Another advantage is selecting the material for the first workpiece and adjusting the process parameters to the first workpiece such that the first edge layer is melted during the preheating and that a melt layer is produced in the first edge layer during the preheating. In a preferred embodiment, the thickness of the melt layer is particularly preferably in the range of from 0.05 mm to 6 mm, preferably in the range of from 0.1 mm to 3 mm. A melt layer of this kind can lead to better adhesion and/or diffusion and/or interaction of the molecules and, in conjunction with a certain flow, to an improved connecting layer. If the boundary layer of the first workpiece is in the molten state, interactions or even chemical bonds with the primer may occur. The melt layer can depend in particular on the component geometry and the particular component design. The process parameters are preferably adjusted and/or selected such that no deformation of the components occurs. The temperature differences between the edge layer and the primer to be applied are preferably equalized by suitable measures and/or method steps. In this case is it conceivable in particular to preheat the primer before it is applied in order to reduce the temperature difference between the preferably thermoplastic primer and the first edge layer. This can counteract the rapid cooling of the first edge layer between the process steps, for example.

Dataset extract —
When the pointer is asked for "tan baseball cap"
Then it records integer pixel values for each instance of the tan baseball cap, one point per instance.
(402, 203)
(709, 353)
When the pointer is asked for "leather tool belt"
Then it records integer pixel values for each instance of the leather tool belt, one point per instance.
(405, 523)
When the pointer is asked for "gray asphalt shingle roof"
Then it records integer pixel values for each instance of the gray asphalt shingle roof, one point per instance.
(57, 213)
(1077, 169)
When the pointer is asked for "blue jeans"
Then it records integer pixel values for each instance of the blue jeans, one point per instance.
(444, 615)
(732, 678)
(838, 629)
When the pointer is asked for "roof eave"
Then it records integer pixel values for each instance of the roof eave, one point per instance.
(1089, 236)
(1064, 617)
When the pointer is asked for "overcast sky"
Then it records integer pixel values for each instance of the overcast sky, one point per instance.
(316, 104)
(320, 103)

==

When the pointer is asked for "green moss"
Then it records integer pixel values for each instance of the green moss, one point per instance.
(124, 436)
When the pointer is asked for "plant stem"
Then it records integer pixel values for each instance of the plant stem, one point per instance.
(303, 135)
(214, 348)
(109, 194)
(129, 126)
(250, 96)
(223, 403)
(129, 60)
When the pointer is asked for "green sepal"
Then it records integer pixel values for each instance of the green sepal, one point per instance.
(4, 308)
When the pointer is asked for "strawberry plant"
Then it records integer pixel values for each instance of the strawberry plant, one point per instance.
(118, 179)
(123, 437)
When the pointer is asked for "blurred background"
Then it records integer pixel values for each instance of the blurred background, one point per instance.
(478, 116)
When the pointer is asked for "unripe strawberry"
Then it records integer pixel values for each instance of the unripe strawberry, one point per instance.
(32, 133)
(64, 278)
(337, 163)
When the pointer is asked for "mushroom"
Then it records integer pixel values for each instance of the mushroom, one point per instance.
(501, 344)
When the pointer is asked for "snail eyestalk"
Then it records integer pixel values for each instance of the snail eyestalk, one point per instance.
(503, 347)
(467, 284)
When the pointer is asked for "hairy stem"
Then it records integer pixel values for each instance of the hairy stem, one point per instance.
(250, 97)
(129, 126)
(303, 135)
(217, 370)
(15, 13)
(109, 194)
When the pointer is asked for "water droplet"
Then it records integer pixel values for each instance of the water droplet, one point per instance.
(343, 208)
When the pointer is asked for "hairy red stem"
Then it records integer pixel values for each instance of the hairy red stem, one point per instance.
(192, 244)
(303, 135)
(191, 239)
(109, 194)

Required work —
1. Name the three outcomes, joined by "and/or" in the preheating text, that a melt layer can lead to.
2. Write a continuation of the preheating text that picks up after its final sentence.

Final answers —
1. Better adhesion, diffusion, and interaction of the molecules.

2.
Preferably before the step of preheating the first edge layer, the first edge layer is optionally pretreated. Alternatively, or additionally, the second edge layer may also be pretreated. Cleaning by means of a solvent or an alkaline (for example) plastics cleaner is also conceivable as a possible pretreatment, for example. Mechanical pretreatment can also be used, in particular by means of scratching, sanding, brushing or blasting. Conceivable chemical pretreatments are in particular acid cleaning or using reactive gasses. In addition, using a thermal, chemical and/or physical pretreatment could be proven expedient, in particular using a gas flame or plasma arc. Alternatively, or additionally, electrical pretreatment by means of corona discharge, in which the first edge layer and/or the second edge layer is exposed to an electrical corona discharge, can thus cause polar molecules to be formed on the corresponding surface. Another possibility is plasma treatment, preferably using a plasma nozzle for pretreating the edge layer, in particular in order to achieve activation and/or cleaning of the corresponding surface. At the same time, a coating using plasma may also prove to be expedient. Another possibility is flame treating the edge layer in order to increase the surface tension for suitable workpieces. Another type of pretreatment is exposure to UV radiation, electron radiation, radioactive radiation or irradiation by laser. Finally, the pretreatment can be carried out in the form of a coating, in particular by means of a coat of paint or an adhesion promoter. It is also conceivable to pretreat the first workpiece or the edge layers of the first workpiece with a longer time interval before the preheating. It is thus conceivable, for example, to carry out the pretreatment as part of the manufacturing process of the first workpiece, in order to be able to further process a pretreated workpiece in the method according to the invention.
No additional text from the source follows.